Dataset rows

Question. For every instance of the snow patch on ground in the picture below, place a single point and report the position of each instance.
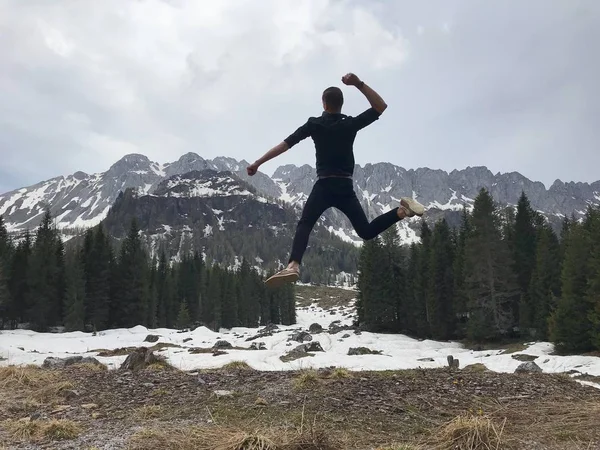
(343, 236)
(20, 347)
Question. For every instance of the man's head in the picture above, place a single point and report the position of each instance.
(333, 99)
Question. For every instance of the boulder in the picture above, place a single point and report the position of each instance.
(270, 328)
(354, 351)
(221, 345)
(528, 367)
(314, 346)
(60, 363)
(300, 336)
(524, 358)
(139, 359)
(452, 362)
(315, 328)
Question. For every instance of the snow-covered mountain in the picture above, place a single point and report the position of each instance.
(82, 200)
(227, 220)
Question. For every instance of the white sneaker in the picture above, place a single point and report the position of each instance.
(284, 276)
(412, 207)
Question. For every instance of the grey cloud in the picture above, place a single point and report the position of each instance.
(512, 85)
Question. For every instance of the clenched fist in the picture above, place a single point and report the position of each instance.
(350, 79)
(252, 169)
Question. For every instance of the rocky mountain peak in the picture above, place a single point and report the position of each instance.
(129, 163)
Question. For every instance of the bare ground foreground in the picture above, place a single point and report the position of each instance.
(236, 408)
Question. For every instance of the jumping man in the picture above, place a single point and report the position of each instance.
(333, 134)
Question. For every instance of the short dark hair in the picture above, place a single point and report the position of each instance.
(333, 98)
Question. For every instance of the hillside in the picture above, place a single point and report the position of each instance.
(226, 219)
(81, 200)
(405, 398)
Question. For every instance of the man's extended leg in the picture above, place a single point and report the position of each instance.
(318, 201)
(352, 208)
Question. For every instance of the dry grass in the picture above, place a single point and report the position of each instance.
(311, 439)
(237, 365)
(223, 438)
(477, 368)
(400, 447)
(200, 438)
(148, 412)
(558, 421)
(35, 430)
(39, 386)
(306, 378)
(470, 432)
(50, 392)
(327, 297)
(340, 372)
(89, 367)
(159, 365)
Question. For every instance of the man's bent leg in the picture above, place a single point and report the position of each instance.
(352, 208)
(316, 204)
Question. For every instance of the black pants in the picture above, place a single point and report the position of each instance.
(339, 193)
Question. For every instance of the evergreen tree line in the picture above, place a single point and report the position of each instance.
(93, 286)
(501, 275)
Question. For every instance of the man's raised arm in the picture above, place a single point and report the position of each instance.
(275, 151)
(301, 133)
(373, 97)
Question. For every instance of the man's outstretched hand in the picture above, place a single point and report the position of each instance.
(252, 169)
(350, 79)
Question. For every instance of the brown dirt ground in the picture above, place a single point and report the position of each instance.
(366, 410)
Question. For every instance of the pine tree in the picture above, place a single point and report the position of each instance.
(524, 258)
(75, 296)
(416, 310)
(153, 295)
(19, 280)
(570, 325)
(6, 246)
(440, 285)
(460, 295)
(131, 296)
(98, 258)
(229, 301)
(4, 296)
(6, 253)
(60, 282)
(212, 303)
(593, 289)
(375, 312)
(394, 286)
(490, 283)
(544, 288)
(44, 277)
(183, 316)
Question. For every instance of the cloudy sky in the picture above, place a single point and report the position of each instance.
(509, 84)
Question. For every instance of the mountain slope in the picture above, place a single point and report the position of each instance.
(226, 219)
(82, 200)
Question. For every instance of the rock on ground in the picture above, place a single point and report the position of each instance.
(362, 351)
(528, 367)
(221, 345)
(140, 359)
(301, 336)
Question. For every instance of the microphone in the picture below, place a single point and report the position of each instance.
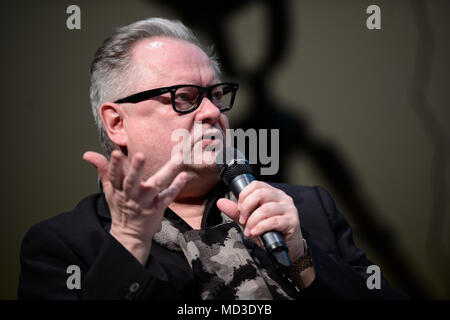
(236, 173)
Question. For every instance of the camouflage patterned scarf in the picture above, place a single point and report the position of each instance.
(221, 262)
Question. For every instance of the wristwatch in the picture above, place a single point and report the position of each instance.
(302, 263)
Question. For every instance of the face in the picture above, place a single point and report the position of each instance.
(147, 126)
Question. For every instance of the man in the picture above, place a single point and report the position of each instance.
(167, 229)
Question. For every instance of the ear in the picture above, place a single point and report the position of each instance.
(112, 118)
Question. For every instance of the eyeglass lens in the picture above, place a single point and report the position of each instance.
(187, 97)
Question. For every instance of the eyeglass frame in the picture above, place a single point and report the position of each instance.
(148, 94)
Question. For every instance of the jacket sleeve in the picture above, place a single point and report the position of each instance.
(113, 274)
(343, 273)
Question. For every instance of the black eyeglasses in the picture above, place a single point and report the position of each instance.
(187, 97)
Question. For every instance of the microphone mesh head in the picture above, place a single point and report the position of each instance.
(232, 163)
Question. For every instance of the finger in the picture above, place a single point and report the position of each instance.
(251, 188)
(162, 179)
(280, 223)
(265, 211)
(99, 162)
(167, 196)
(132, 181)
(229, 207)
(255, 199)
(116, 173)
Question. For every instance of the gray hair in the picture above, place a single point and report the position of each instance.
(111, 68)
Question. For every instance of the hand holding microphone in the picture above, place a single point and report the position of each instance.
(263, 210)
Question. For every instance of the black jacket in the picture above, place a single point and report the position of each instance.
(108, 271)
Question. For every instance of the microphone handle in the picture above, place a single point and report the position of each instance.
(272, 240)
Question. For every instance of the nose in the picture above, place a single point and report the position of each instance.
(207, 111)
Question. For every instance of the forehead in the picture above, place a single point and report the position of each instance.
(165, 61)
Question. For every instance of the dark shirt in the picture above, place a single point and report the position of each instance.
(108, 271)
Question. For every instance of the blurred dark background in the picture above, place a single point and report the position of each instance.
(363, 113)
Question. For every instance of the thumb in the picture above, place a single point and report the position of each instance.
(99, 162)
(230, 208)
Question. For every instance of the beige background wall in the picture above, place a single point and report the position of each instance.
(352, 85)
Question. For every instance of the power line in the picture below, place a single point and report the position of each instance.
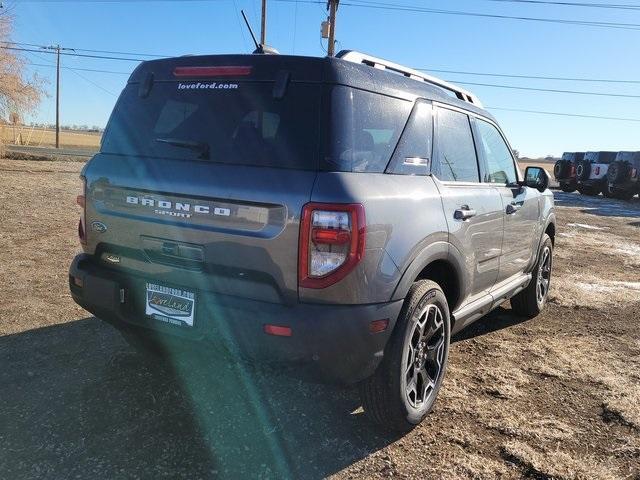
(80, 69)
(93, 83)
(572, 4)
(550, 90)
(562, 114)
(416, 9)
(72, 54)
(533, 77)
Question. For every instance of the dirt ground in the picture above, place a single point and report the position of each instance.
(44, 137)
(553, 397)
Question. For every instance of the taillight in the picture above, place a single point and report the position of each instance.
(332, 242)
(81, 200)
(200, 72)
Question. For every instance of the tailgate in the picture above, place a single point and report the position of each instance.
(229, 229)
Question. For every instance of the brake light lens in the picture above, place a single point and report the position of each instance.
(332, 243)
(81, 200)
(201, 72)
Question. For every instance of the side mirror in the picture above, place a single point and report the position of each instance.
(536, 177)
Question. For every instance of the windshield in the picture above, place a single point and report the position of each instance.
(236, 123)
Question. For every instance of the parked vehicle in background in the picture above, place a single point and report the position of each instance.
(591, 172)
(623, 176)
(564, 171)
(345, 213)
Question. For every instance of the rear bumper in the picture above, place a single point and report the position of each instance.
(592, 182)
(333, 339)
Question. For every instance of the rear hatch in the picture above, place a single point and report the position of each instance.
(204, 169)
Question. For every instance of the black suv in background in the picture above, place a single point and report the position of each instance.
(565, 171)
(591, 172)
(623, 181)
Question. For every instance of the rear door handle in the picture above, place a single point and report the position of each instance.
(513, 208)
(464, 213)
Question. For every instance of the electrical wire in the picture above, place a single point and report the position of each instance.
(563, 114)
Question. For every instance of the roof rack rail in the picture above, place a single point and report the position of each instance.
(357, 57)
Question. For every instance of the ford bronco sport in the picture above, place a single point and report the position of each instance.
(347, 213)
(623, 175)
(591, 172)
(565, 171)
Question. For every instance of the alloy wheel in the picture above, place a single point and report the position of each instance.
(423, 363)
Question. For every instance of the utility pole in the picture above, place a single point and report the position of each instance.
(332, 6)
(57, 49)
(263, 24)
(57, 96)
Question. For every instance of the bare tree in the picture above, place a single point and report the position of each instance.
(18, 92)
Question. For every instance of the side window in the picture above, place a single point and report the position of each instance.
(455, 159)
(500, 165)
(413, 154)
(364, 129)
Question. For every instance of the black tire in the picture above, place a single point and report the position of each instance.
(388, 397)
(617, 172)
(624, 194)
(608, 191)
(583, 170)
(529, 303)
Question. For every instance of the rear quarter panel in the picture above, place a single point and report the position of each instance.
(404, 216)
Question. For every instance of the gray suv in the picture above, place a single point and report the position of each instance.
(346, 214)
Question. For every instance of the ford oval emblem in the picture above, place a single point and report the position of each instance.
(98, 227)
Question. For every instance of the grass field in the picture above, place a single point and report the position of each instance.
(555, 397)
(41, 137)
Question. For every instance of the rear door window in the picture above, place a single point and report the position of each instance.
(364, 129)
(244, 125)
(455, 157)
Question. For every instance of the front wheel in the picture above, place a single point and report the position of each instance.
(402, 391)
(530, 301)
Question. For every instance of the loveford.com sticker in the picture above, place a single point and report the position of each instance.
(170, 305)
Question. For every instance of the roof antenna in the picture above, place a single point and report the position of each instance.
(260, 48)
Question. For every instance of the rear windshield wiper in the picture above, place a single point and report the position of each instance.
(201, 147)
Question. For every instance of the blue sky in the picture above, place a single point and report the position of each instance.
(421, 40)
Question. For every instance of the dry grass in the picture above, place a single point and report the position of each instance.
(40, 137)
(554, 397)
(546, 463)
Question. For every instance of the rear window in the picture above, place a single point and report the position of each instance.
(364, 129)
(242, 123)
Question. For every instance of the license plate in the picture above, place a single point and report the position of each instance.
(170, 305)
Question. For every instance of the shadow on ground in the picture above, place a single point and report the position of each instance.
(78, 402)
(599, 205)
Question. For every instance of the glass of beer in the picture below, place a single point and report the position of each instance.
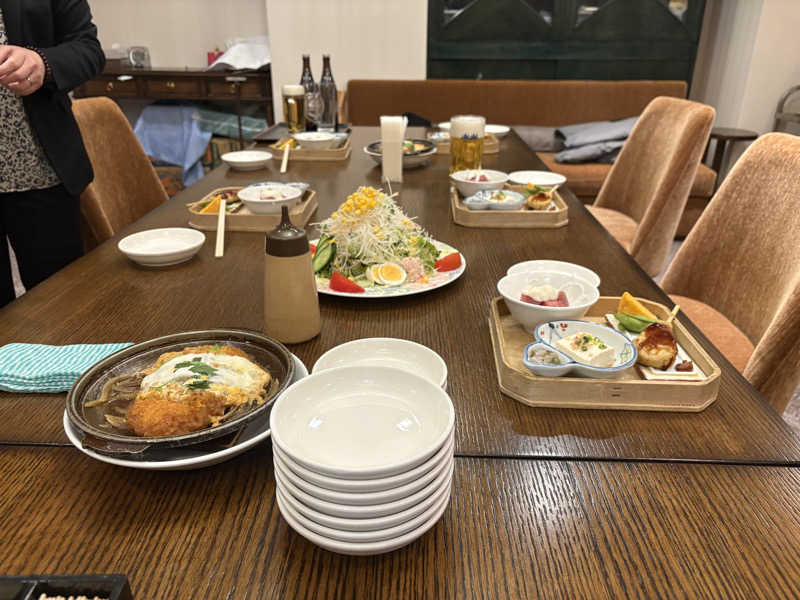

- GIVEN EXERCISE
Take the line containing "Question. For every instance of the blue" as the first line and the last line of the data above as the final one, and output exactly the lines between them, inclusive, with no pictures.

- EXERCISE SOLUTION
Question. For every instance of the blue sky in the picture above, place a single point and report the position of each instance.
(421, 40)
Question. For every instance of the dry grass in the picture above, place a single point and report the position of each instance.
(40, 137)
(554, 397)
(546, 463)
Question. For every instance of the rear window in the picture above, place a single point and report the position of each instance.
(364, 129)
(242, 123)
Question. For every instance of the license plate in the picture above, place a single point and report the position of each instance.
(170, 305)
Question. For every instance of the shadow on ground in the picture above, place a single point and report the position of each instance.
(78, 402)
(599, 205)
Question. For every instance of the glass of beer in the picture below, place a single point and report the position of each instance.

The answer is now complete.